### WHAT IS BEING ASKED
Add 26 to each coordinate in the answers, and write out again every line from the one containing "of the bush." through the final line of the entries, both included, keeping the requests in place.

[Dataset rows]
══════════════════════════════

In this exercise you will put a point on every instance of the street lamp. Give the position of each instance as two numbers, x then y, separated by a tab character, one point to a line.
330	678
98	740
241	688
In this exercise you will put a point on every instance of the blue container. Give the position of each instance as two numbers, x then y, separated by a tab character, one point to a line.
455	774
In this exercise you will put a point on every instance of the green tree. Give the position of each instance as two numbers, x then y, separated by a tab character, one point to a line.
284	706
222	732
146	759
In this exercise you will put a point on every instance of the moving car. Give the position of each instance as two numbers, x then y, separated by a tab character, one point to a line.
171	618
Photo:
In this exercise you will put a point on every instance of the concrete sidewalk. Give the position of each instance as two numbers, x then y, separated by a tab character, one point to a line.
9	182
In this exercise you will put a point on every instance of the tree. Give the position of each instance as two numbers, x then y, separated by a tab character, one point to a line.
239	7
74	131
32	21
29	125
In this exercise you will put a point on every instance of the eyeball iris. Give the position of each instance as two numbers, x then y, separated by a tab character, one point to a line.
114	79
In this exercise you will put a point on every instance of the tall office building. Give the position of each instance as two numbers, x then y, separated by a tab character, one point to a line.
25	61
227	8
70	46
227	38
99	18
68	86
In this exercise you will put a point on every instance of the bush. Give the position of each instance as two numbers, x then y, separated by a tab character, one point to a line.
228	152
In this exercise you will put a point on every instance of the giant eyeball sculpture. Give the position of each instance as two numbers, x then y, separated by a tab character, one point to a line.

══════════════════════════════

### FULL SOLUTION
In this exercise you will put a point on every instance of the bush. Give the position of each instance as two numbers, x then y, separated by a tab character, one point to a line.
254	178
In this exercise you will put a point on every instance of the giant eyeball sculpture. Give the position of each instance as two numbers, x then y, separated by a tab character, one point to a line.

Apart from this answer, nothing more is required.